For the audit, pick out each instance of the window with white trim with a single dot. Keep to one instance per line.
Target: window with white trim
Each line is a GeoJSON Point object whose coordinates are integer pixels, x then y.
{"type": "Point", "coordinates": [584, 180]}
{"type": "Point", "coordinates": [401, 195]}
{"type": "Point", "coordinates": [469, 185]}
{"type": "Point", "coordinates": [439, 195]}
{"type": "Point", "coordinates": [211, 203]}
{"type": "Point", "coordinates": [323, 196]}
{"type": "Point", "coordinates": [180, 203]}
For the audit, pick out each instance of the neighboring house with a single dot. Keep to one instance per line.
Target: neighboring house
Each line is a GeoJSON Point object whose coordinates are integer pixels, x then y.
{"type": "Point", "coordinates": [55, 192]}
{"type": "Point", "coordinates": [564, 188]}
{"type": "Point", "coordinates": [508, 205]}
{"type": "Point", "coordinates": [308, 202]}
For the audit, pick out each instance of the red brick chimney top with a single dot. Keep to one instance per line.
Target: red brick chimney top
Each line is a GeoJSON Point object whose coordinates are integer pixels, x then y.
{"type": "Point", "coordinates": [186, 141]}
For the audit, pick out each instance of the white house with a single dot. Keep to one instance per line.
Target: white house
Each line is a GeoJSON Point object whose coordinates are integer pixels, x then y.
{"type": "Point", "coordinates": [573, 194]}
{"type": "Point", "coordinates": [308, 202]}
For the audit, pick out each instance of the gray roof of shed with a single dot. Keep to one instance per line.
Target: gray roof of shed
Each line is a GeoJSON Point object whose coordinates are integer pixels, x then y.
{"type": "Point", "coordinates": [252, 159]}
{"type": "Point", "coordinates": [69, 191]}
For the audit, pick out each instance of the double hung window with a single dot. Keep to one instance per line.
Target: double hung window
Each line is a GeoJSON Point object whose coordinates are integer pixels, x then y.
────────────────────────────────────────
▸ WHAT IS NEEDED: Would you please copy exactly the part of the entries above that begins at the line containing "Target: gray roof of shed" and ends at the line containing "Target: double hung window", both lines included?

▸ RESULT FOR THIS EXERCISE:
Target: gray roof of shed
Each line is a GeoJSON Point object whose coordinates are integer pixels, x then y.
{"type": "Point", "coordinates": [252, 159]}
{"type": "Point", "coordinates": [69, 191]}
For the audit, pick out each instance of the double hung window with a single dot. Keep to one instance per line.
Target: double hung window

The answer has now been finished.